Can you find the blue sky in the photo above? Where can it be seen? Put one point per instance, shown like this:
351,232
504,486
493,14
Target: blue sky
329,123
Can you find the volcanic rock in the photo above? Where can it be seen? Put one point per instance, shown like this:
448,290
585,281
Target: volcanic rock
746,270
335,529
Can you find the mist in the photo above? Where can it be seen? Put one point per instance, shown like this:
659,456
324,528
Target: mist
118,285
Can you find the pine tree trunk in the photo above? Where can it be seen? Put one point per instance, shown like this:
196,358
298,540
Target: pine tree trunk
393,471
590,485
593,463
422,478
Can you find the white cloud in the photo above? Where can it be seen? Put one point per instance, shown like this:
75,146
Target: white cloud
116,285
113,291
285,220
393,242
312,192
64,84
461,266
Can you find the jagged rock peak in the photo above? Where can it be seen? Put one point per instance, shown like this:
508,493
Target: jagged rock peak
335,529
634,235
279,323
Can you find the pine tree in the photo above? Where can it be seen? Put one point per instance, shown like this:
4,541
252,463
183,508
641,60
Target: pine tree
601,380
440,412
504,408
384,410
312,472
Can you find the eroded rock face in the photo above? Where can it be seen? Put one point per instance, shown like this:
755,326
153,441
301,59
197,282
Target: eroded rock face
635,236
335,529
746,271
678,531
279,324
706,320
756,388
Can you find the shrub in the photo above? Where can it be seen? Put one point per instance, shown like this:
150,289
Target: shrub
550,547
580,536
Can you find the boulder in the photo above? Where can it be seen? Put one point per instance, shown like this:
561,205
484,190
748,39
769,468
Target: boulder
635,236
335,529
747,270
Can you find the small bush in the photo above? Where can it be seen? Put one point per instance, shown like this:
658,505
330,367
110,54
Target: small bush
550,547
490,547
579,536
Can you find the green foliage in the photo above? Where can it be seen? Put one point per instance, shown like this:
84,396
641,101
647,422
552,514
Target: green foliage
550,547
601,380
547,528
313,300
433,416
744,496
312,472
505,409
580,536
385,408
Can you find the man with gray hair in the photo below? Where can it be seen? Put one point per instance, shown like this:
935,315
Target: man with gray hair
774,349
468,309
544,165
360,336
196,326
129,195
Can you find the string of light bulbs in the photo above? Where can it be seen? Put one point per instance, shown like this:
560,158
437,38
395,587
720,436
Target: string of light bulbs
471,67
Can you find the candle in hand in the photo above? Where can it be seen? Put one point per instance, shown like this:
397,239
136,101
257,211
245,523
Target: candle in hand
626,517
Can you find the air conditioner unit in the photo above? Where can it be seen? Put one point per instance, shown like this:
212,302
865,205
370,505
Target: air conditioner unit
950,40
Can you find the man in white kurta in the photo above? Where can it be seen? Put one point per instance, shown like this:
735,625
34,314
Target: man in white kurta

════════

All lines from the one that holds "Target: air conditioner unit" through the end of the material, both ends included, should be restated exactly.

Target: air conditioner unit
950,40
Can you find the man in white kurta in the photo above? Where can it be seen? Put one point per instance, shown like this:
735,625
34,314
Target: man in white kurta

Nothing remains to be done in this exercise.